§ Task item: Repeat every entry exactly as it stands. Omit the images.

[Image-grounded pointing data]

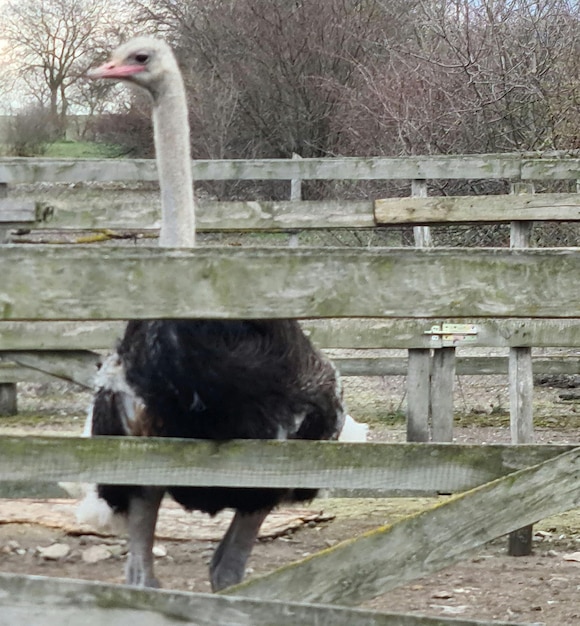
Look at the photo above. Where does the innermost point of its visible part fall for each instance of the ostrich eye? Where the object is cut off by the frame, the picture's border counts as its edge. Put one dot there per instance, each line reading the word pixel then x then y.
pixel 142 58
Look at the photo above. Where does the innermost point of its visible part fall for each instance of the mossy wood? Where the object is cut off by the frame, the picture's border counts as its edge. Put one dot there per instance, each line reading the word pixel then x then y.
pixel 37 367
pixel 43 601
pixel 478 209
pixel 68 283
pixel 140 210
pixel 26 170
pixel 335 333
pixel 394 469
pixel 16 212
pixel 417 546
pixel 78 366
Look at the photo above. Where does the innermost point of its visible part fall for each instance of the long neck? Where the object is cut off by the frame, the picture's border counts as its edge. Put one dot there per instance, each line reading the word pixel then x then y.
pixel 171 131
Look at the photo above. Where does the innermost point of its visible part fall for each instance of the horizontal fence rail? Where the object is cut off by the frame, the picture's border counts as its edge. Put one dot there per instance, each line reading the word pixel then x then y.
pixel 388 469
pixel 42 601
pixel 361 334
pixel 526 166
pixel 68 283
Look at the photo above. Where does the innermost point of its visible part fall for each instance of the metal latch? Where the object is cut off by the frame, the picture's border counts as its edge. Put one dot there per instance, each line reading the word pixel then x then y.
pixel 449 335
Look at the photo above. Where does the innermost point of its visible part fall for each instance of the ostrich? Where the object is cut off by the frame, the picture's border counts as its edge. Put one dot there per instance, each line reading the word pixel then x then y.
pixel 206 379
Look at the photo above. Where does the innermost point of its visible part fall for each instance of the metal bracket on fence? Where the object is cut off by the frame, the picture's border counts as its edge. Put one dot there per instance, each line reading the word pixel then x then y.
pixel 450 335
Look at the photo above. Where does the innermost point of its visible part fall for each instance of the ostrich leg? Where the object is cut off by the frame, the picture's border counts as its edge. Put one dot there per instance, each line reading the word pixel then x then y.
pixel 141 520
pixel 228 563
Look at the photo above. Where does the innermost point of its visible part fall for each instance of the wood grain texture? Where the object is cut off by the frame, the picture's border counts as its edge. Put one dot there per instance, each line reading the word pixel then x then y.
pixel 16 212
pixel 29 170
pixel 334 333
pixel 478 209
pixel 42 601
pixel 394 469
pixel 68 283
pixel 139 210
pixel 417 546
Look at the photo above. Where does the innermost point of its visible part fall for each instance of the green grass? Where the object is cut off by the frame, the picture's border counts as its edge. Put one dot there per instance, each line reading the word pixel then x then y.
pixel 82 150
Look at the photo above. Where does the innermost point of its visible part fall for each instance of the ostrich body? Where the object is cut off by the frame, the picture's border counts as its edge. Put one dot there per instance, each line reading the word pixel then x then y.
pixel 206 379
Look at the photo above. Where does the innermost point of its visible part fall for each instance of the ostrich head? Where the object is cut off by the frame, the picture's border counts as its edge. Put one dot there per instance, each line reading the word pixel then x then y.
pixel 143 61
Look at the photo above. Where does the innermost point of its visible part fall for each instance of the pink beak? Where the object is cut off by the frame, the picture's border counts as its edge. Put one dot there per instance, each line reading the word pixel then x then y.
pixel 113 70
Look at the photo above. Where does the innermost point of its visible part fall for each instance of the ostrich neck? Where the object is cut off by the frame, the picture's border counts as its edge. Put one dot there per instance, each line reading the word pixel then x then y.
pixel 171 131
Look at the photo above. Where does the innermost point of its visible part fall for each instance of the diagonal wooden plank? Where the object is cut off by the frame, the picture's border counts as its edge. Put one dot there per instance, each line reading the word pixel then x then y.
pixel 42 601
pixel 391 556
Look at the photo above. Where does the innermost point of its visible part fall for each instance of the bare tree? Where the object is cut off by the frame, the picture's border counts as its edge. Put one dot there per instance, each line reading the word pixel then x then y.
pixel 276 69
pixel 50 45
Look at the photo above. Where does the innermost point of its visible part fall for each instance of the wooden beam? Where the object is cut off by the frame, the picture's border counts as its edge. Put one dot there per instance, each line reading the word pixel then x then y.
pixel 521 378
pixel 64 366
pixel 79 366
pixel 336 333
pixel 68 282
pixel 417 546
pixel 394 469
pixel 29 170
pixel 16 212
pixel 478 209
pixel 43 601
pixel 140 210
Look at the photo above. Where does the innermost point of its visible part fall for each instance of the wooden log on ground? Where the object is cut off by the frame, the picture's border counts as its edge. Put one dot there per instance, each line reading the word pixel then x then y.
pixel 417 546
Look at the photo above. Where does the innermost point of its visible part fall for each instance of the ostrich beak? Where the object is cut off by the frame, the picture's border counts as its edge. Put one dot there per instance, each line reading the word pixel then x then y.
pixel 111 69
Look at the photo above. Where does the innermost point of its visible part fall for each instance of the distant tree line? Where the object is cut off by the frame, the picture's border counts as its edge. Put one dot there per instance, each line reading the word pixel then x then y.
pixel 270 78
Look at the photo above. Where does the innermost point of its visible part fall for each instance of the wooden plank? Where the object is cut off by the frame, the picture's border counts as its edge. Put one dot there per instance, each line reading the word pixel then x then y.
pixel 79 366
pixel 521 379
pixel 464 366
pixel 73 282
pixel 546 168
pixel 442 380
pixel 417 546
pixel 336 333
pixel 8 399
pixel 418 395
pixel 478 209
pixel 419 363
pixel 83 372
pixel 43 601
pixel 139 210
pixel 59 335
pixel 393 469
pixel 16 212
pixel 26 170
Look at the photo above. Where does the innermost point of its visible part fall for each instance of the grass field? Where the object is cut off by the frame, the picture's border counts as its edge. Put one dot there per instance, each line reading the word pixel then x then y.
pixel 82 150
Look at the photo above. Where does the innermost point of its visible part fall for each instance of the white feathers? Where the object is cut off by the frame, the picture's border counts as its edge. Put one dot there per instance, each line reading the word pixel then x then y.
pixel 95 512
pixel 353 431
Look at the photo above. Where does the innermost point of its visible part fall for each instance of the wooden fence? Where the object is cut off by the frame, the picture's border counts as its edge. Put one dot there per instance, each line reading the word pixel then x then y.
pixel 516 298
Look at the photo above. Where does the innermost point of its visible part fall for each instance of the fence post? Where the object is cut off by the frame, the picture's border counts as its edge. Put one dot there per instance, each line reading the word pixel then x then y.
pixel 521 383
pixel 295 196
pixel 8 400
pixel 442 378
pixel 419 366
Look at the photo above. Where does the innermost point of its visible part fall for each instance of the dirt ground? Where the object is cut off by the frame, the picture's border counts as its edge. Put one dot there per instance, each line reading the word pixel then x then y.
pixel 541 589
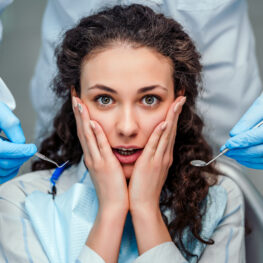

§ Response area:
Look at the photo above. Where does the innermost point of its visible part fall for each instance of the ostrich eye? Where the object is cut off by the frame, the picture's border counts as its edge. Put one dot there per instance, each line reading the word pixel then x then y.
pixel 142 58
Look at the photo above. Where does the innermost point of its visible part fall for each instance of the mossy wood? Where the object is cut off by the frame, the picture's border counts as its edge. Put one dot there per instance, each line reading the word pixel then x then y.
pixel 37 367
pixel 43 601
pixel 478 209
pixel 68 283
pixel 140 210
pixel 26 170
pixel 335 333
pixel 394 469
pixel 16 212
pixel 417 546
pixel 78 366
Look at the photo above. Where does the innermost point of its visible part fall for each instance of the long neck? Where the object is cut off by the frame, the picture's border counts as its edge. Put one dot there per instance, each line reading the word pixel then x then y.
pixel 171 131
Look at the photo above. Where does the innermost point of its visible part fall for each instance of the horizontal fence rail? Where the object is cut off by the frame, the picture's border counts as its edge. Put one dot there per instance, each line reading the word pixel then x then y.
pixel 388 469
pixel 42 601
pixel 361 334
pixel 526 166
pixel 68 283
Look at the photo above. Where does the innermost point of its visible part fall for each instance of the metal latch? Where the object is cut off by the frame, the picture's border counts as its edge. Put one dot there per instance, each line reading the word pixel then x then y.
pixel 449 335
Look at the photo above. Where does the innermost point of its visible part fall for each instance of the ostrich? Where the object is cut off by the frame, the picture's border counts as its edge. Put one dot there per instance, each line reading the word pixel then x then y.
pixel 206 379
Look at the photo above. Where does the innermost point of its visible part fall for each instance of the metal bracket on fence? Where the object is cut off by the frame, the picture's border counts as its edge. Put one dot there per instance, each line reading the word pixel then x then y.
pixel 450 335
Look at the photo above. Where does the innermost point of its visible part fall for each instance of the ostrich leg? Where the object is cut off by the frame, the picture's border counts as its edge. Put one dot there per instance, each line reading the word pixel then x then y.
pixel 141 520
pixel 228 563
Look at the photo above. Where does the innermost point of its visible part fall for each instance of the wood grain texture? Where the object is cut off by the frame, the picture's border counts as its edge. Put one dot there per instance, each line reading the word pixel then x then y.
pixel 16 212
pixel 29 170
pixel 334 333
pixel 478 209
pixel 42 601
pixel 394 469
pixel 68 283
pixel 139 210
pixel 417 546
Look at the photo above. Where does the innermost point of its visible part fall for each instance of the green grass? Where the object is cut off by the frame, the picture's border counts as its edge. Put one dot there per instance, each line reading the word pixel then x then y.
pixel 82 150
Look at the photo above. Where does the innermost point of its visible part fall for each instance of the ostrich body? Where the object is cut off by the frame, the picture's border counts as its edge. Put one dot there per instance, each line reading the word pixel then x then y.
pixel 206 379
Look at the photo above. Where does the innermost point of its visible part fall for each instance of the ostrich head? Where the object is cut off by the frame, the picture's border counts as its edge. Put one dot there per instance, each line reading the word pixel then x then y.
pixel 143 61
Look at the photo above. Where does the innermost point of its visible part fall for each instance of the pink beak? Where the object is cut off by the frame, the picture's border counts as its edge. Put one dot there per instance, each line reading the word pixel then x then y.
pixel 113 70
Look at the photo above. Where does the innermost point of its visible part fall for each instance of the ostrich neck? Where the object is cut off by the frame, the picture's border counts as its edge. Put one dot there per instance, each line reading the word pixel then x then y.
pixel 171 131
Look at the photo above. Where does the innermost point of its visible part fall for each instance of the diagonal wooden plank? Where the object is cut off by the frame, the picture's border counts as its edge. Put one dot there per instance, each line reading the word pixel then x then y.
pixel 42 601
pixel 391 556
Look at the photo above. Where does the innermost point of its visible part fall for each instance of the bare tree? Where the object is cut off by the frame, the picture's border counts as its edge. Put one dot there per instance, each line reading the word pixel then x then y.
pixel 276 69
pixel 50 45
Look at the photo above. Where does the innermost point of its visible part fall for each instance of the wooden beam? Where the object is cut off by the frame, the picture's border counts as its edge. Put one dot there per instance, each line reading the word pixel then x then y.
pixel 521 378
pixel 64 366
pixel 79 366
pixel 336 333
pixel 68 282
pixel 417 546
pixel 394 469
pixel 29 170
pixel 16 212
pixel 478 209
pixel 43 601
pixel 140 210
Look at the photo above. Where does the innermost point of its visible part fall for each instance of the wooden log on ground? Where the object is cut off by the frame, the picture's border counts as its edge. Put one dot there per instance, each line reading the word pixel then x then y.
pixel 417 546
Look at the photo above. Where does the innermost point of its visible part fall for each instance of the ostrich beak? Where the object is cut off by the frame, the picture's border counts as its edge. Put one dot there per instance, each line reading the word pixel then x then y.
pixel 111 69
Look at the photo above. Where does the innermost point of its visible part fall for each instance of the distant tree line? Where the object is cut off by the frame, the picture's border counts as its edge. Put one dot there per instance, each line reading the word pixel then x then y.
pixel 270 78
Look at the photo above. Where does the innermost point of its visible part fall for each instance of the wooden plank? Where the object is cut off by the frame, the picture's border counts as its edge. Put one dot there per instance, each line reading the word pixel then x then y.
pixel 79 366
pixel 521 379
pixel 464 366
pixel 73 282
pixel 546 168
pixel 442 380
pixel 417 546
pixel 336 333
pixel 8 399
pixel 418 395
pixel 478 209
pixel 419 363
pixel 83 372
pixel 43 601
pixel 139 210
pixel 59 335
pixel 393 469
pixel 16 212
pixel 26 170
Look at the photo above. Where does the innermost point of its visible part fall for each instance of the grass field? Where the object is cut off by the frame, the picture's border counts as its edge. Put one dot there per instance, each line reading the word pixel then x then y.
pixel 82 150
Look at the photo above. Where does the innermost point of its visible part fall for each instance of the white feathers? Where the object is cut off by the frame, the picture's border counts as its edge. Put one dot there per instance, each line reading the word pixel then x then y.
pixel 95 512
pixel 353 431
Look at the photo above. Where does the innermost point of its visible part fall for each instance of the wooden fence? Where the object is cut off by the frame, the picture's border counts as its edge. Put one dot there per instance, each line reading the word pixel then x then y.
pixel 516 298
Look at the photo above. Where does the innermost point of its visible part fall for each instance of the fence post? Where the object is cut off by the frame, the picture's border counts as its edge. Put one dot there per instance, each line reading the word pixel then x then y.
pixel 521 383
pixel 295 196
pixel 8 400
pixel 442 378
pixel 419 366
Look at the photo above. Where does the innermost point of its visible part fall for each instance of the dirt ground? Where the object is cut off by the frame, the picture's border counts as its edge. Put one dot there per instance, each line reading the word pixel then x then y.
pixel 541 589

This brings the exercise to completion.